* [WORK INSTRUCTIONS]:
Can you copy every entry below character for character, leaving the pictures out?

* [DATA SUPPLIED]:

======

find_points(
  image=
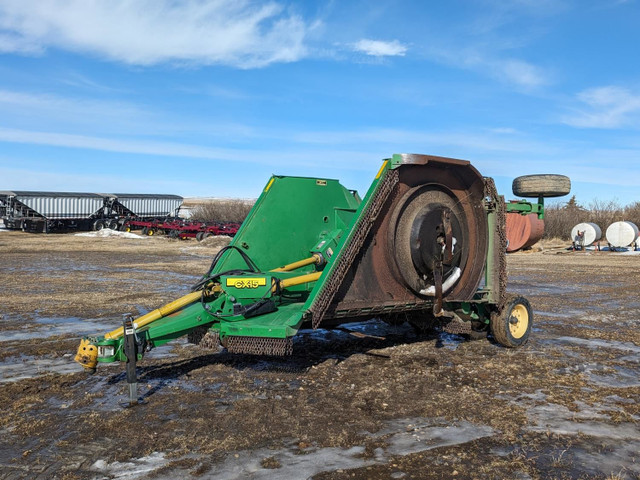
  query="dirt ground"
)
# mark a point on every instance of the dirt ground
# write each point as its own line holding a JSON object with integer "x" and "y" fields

======

* [SOLUTION TO THIS PROBLEM]:
find_points(
  image=
  query="dirt ground"
)
# mark a point on every instance of the dirt ground
# write each point as its own line holding a JSON object with integer "x" and "y" fields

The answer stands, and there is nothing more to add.